■ **Goal**
Rewrite the listing below with "traffic tally" renamed to "vehicle survey" wherever it occurs, leaving all other text unchanged.

■ **Data**
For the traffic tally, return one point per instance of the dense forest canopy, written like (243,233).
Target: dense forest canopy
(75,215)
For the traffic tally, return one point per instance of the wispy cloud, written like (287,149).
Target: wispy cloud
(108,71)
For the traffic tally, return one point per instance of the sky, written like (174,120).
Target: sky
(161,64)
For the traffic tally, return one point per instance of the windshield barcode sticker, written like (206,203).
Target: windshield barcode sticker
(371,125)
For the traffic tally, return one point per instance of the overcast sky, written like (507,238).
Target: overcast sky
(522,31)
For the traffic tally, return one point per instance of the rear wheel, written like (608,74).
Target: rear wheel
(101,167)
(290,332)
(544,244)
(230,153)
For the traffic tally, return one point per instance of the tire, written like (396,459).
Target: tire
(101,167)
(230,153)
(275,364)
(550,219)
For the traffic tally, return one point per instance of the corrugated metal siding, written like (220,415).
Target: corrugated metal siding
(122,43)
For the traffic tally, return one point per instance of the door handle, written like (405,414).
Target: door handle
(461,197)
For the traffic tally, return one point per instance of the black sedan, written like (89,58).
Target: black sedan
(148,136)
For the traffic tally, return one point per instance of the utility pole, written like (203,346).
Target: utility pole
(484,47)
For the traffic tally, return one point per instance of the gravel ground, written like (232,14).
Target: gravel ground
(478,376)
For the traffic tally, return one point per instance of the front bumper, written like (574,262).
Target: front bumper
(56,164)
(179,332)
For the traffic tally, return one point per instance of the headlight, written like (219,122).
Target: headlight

■ **Solution to this exercise**
For the vehicle survey, return one point per instance of the dense forest canopy, written like (243,233).
Target: dense forest canopy
(75,215)
For the vehicle survey, return one point per instance of the wispy cloud, written like (287,149).
Target: wispy cloud
(108,71)
For the vehicle survey, return one point per instance of the sky, written like (174,120).
Target: sky
(161,64)
For the vehicle survey, return one point per instance of the windshield barcode sticker, written like (206,203).
Target: windshield barcode sticker
(371,125)
For the vehicle survey, return one point per instance of the overcast sky, written like (507,238).
Target: overcast sky
(522,31)
For the vehicle survey, return one point per instance of the rear wheel, written like (608,74).
Target: rear wheel
(101,167)
(290,332)
(544,244)
(230,153)
For the vehicle survey, return one point per instance of the tire, written like (396,459).
Target: tire
(101,167)
(230,153)
(275,364)
(550,219)
For the vehicle survey, return one point per instance of the corrugated metal siding, written like (220,415).
Target: corrugated metal siding
(122,43)
For the vehicle survey, return one point per instance of the door handle, written like (405,414).
Target: door handle
(461,197)
For the vehicle survey, return one point per instance of the black sedan, written like (89,58).
Target: black sedan
(148,136)
For the vehicle survey, return one point per instance of the utility pole, written like (203,346).
Target: utility pole
(484,47)
For the vehicle survey, return one point per instance of the gravel ground, written like (232,14).
Target: gravel ground
(478,376)
For the vehicle survey, return one point per instance of the front bumper, written like (574,262).
Target: front bumper
(56,164)
(179,332)
For the vehicle survey, return one point per instance of the headlight, written like (219,122).
Target: headlight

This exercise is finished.